> [ПИСЬМЕННОЕ ЗАДАНИЕ 1] Перепечатайте из текста о развитии малых городов фрагмент от «Я согласен с» до «на сообщество возникает.» включительно.
> [ПИСЬМЕННОЕ ЗАДАНИЕ 2]
Ответьте по тексту о развитии малых городов:
(a) Какова численность населения Кольцово?
(b) Сколько из трех малых городов, по словам выступающего, уцелеют в лучшем случае?
(c) В какую десятку вошел Питсбург?

> [ИСХОДНЫЙ ДОКУМЕНТ]
* * * * * * * * *
Глазычев В.Л.: Есть большой Новосибирск, есть осколки Академгородка. А между Новосибирском и Академгородком есть Кольцово — наукоград со статусом городского округа, несмотря на свои крошечные размеры (10-12 тысяч человек). Этого статуса оказалось достаточно, чтобы возникла команда, которая, не дожидаясь каких бы то ни было федеральных целевых программ, выстроила политику развития и идеологию технопарка. Едва не были уничтожены рейдерским налетом ФСБ и бандитов из Новосибирска, слившихся в экстазе, отбили эту атаку, правда, пришлось помогать. Восстановились, поставили на одно — на качество жизни, на среду, с хорошими трассами, освещенными ночью, поэтому за детей не страшно, с приличными школами, с общим климатом доброжелательности. Некоторые вещи очень трудно количественно померить. Вот доброжелательность тяжело измерить числом, может быть и можно, но как-то ещё не отработана технология по этому поводу, поскольку данные опросов ненадежны.

Я согласен с Петром Георгиевичем и давно говорю о том, что из трех малых городов в лучшем случае уцелеют два, а, скорее, полтора. Это не гадание на кофейной гуще, это ведомая перспектива, вполне измеримая и счетная. Яма есть яма. Демография — наука точная. Но ведь весь фокус в том, что фатально никак не предопределено, какой именно из этих трех городов потеряет статус и почти полностью исчезнет. И в этом отношении свобода воли не отменена. Свобода воли не только единичного человека, от которого очень многое зависит, но и некоторого сообщества, если что-то похожее на сообщество возникает.

Вот прекрасный пример — два схожих моногорода США — Питсбург и Детройт. Один производил сталь, вроде нашего Череповца, другой — автомобильная слобода, по образу которой у нас формировали Тольятти. Формально все было очень похоже. Оба начали терять население в 90-е гг., из обоих уходила промышленность в связи с выносом бизнеса в более дешевые места. В чем было одно тонкое и очень существенное различие? Детройт складывался и развивался исключительно на монохромном, монопольном типе занятости с узким запросом на единообразие. А вот в Питсбурге, наряду со всеми сталелитейными делами, была более разнообразная среда, университет играл в местном сообществе куда более заметную роль. В результате через два десятка лет в Питсбурге стоит памятник программе развития, и город вошел в десятку американских городов с наилучшим климатом для бизнеса, а в Детройте происходит углубление «черной дыры», в которую на глазах проваливается этот город. Одна страна, одна её северо-западная зона, федеральные деньги щедро закачивались в Детройт, а эффекты разные.
* * * * * * * * *
Размеченные записи с координатами:
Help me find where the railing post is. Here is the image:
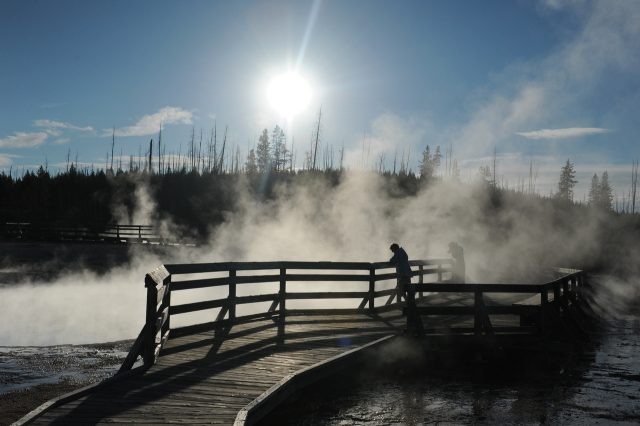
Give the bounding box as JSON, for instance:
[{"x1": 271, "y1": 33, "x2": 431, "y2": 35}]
[
  {"x1": 553, "y1": 282, "x2": 561, "y2": 311},
  {"x1": 278, "y1": 268, "x2": 287, "y2": 341},
  {"x1": 540, "y1": 287, "x2": 549, "y2": 330},
  {"x1": 142, "y1": 275, "x2": 158, "y2": 366},
  {"x1": 229, "y1": 269, "x2": 236, "y2": 321},
  {"x1": 473, "y1": 289, "x2": 482, "y2": 336},
  {"x1": 369, "y1": 266, "x2": 376, "y2": 312}
]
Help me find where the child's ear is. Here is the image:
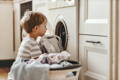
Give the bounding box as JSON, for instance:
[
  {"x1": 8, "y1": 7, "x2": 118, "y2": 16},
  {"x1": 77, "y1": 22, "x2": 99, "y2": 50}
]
[{"x1": 32, "y1": 26, "x2": 37, "y2": 31}]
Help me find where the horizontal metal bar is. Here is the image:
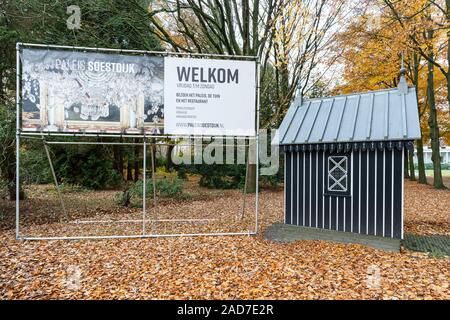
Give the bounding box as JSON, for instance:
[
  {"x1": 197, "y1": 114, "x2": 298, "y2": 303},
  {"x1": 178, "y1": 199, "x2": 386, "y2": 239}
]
[
  {"x1": 68, "y1": 219, "x2": 219, "y2": 224},
  {"x1": 18, "y1": 43, "x2": 258, "y2": 60},
  {"x1": 42, "y1": 139, "x2": 250, "y2": 147},
  {"x1": 45, "y1": 141, "x2": 143, "y2": 146},
  {"x1": 18, "y1": 131, "x2": 257, "y2": 140},
  {"x1": 17, "y1": 231, "x2": 256, "y2": 241}
]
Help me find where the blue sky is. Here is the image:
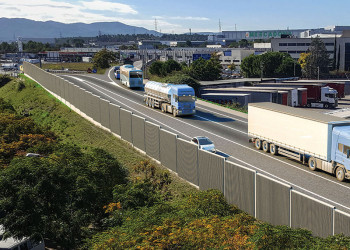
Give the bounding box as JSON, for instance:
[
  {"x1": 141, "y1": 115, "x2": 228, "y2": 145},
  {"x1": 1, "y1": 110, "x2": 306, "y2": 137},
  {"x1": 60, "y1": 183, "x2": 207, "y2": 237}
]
[{"x1": 0, "y1": 0, "x2": 350, "y2": 33}]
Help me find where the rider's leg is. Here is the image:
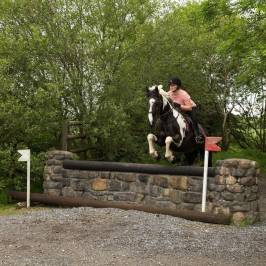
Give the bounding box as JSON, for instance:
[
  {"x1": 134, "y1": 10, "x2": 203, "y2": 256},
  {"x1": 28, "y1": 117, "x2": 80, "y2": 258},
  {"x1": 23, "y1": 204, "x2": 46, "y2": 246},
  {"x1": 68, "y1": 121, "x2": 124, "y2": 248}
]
[
  {"x1": 147, "y1": 133, "x2": 159, "y2": 159},
  {"x1": 188, "y1": 107, "x2": 204, "y2": 143}
]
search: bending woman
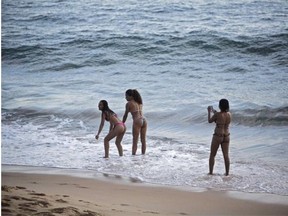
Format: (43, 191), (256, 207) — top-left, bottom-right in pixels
(207, 99), (231, 176)
(122, 89), (147, 155)
(95, 100), (126, 158)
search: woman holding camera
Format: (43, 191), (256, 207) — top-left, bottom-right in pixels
(207, 99), (231, 176)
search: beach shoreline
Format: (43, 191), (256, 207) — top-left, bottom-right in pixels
(1, 165), (288, 216)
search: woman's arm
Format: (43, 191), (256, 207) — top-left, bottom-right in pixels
(207, 106), (216, 123)
(95, 113), (105, 139)
(122, 103), (130, 123)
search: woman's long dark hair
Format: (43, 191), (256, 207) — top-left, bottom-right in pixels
(100, 100), (115, 121)
(126, 89), (143, 104)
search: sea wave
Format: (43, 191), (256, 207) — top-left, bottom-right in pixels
(2, 107), (288, 127)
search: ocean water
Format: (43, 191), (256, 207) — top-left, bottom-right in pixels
(1, 0), (288, 196)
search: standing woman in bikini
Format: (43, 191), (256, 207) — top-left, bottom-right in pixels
(207, 99), (231, 176)
(122, 89), (147, 155)
(95, 100), (126, 158)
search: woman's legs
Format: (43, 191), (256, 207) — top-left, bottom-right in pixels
(132, 123), (140, 155)
(209, 136), (222, 175)
(104, 126), (126, 158)
(221, 136), (230, 176)
(115, 127), (126, 156)
(140, 119), (147, 154)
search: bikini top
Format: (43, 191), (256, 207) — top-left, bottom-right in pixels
(131, 104), (142, 118)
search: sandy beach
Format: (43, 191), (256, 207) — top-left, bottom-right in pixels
(1, 166), (288, 216)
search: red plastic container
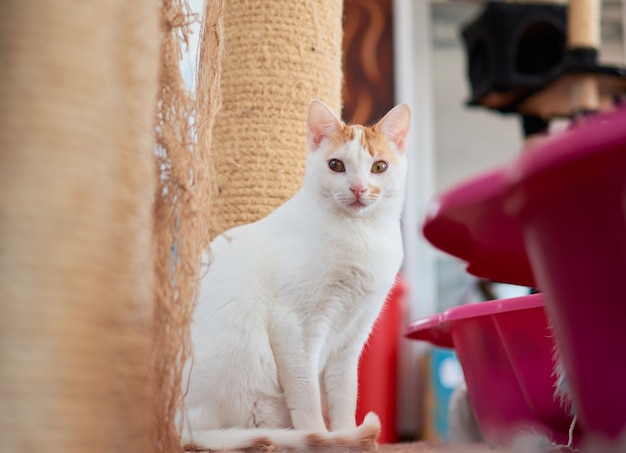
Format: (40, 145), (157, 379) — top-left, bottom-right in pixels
(405, 294), (571, 445)
(356, 275), (407, 444)
(416, 109), (626, 438)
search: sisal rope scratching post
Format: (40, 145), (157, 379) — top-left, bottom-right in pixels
(567, 0), (600, 112)
(0, 0), (158, 452)
(152, 0), (223, 453)
(211, 0), (343, 232)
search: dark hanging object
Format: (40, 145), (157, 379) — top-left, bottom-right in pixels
(462, 1), (567, 111)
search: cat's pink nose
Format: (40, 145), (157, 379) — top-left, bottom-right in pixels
(350, 186), (367, 198)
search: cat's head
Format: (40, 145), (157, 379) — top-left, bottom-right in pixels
(306, 100), (411, 217)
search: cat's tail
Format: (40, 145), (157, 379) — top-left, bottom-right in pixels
(184, 412), (380, 453)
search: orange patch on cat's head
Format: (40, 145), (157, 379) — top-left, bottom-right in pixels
(361, 126), (398, 164)
(328, 124), (398, 163)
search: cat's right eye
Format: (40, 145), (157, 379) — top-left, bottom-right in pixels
(328, 159), (346, 173)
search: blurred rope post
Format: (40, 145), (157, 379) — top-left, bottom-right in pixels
(0, 0), (159, 452)
(210, 0), (343, 233)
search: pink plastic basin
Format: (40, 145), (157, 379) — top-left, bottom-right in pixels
(416, 105), (626, 438)
(405, 295), (571, 445)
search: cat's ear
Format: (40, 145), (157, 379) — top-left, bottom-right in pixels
(374, 104), (411, 154)
(307, 99), (342, 151)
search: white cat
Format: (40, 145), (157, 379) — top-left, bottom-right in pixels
(183, 100), (410, 451)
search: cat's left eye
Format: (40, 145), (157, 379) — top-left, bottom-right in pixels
(372, 160), (387, 173)
(328, 159), (346, 173)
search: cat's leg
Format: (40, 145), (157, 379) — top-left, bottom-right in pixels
(271, 317), (327, 432)
(323, 347), (360, 431)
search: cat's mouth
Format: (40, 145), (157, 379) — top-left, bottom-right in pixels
(348, 198), (369, 209)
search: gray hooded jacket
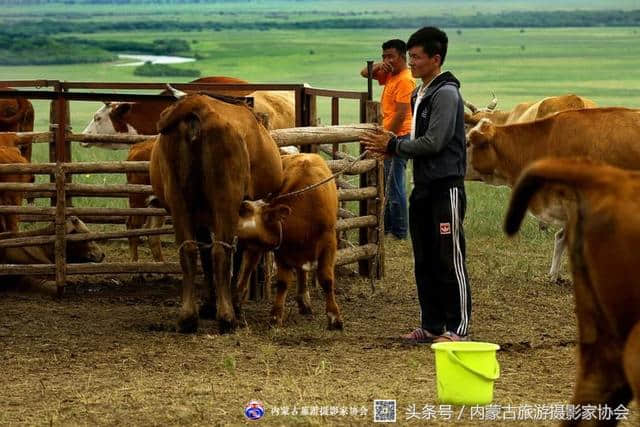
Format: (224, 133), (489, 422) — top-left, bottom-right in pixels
(388, 71), (467, 193)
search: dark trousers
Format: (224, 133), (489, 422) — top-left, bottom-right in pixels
(409, 185), (471, 335)
(384, 156), (407, 239)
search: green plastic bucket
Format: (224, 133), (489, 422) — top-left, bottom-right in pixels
(431, 341), (500, 405)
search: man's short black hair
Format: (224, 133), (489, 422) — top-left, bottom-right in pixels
(382, 39), (407, 56)
(407, 27), (449, 65)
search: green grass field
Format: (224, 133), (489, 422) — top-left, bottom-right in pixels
* * * * * * * * *
> [РЕШЕНИЕ ЗАДАНИЯ 1]
Я согласен с Петром Георгиевичем и давно говорю о том, что из трех малых городов в лучшем случае уцелеют два, а, скорее, полтора. Это не гадание на кофейной гуще, это ведомая перспектива, вполне измеримая и счетная. Яма есть яма. Демография — наука точная. Но ведь весь фокус в том, что фатально никак не предопределено, какой именно из этих трех городов потеряет статус и почти полностью исчезнет. И в этом отношении свобода воли не отменена. Свобода воли не только единичного человека, от которого очень многое зависит, но и некоторого сообщества, если что-то похожее на сообщество возникает.

> [РЕШЕНИЕ ЗАДАНИЯ 2]
(a) 10–12 тысяч человек.
(b) Два.
(c) В десятку американских городов с наилучшим климатом для бизнеса.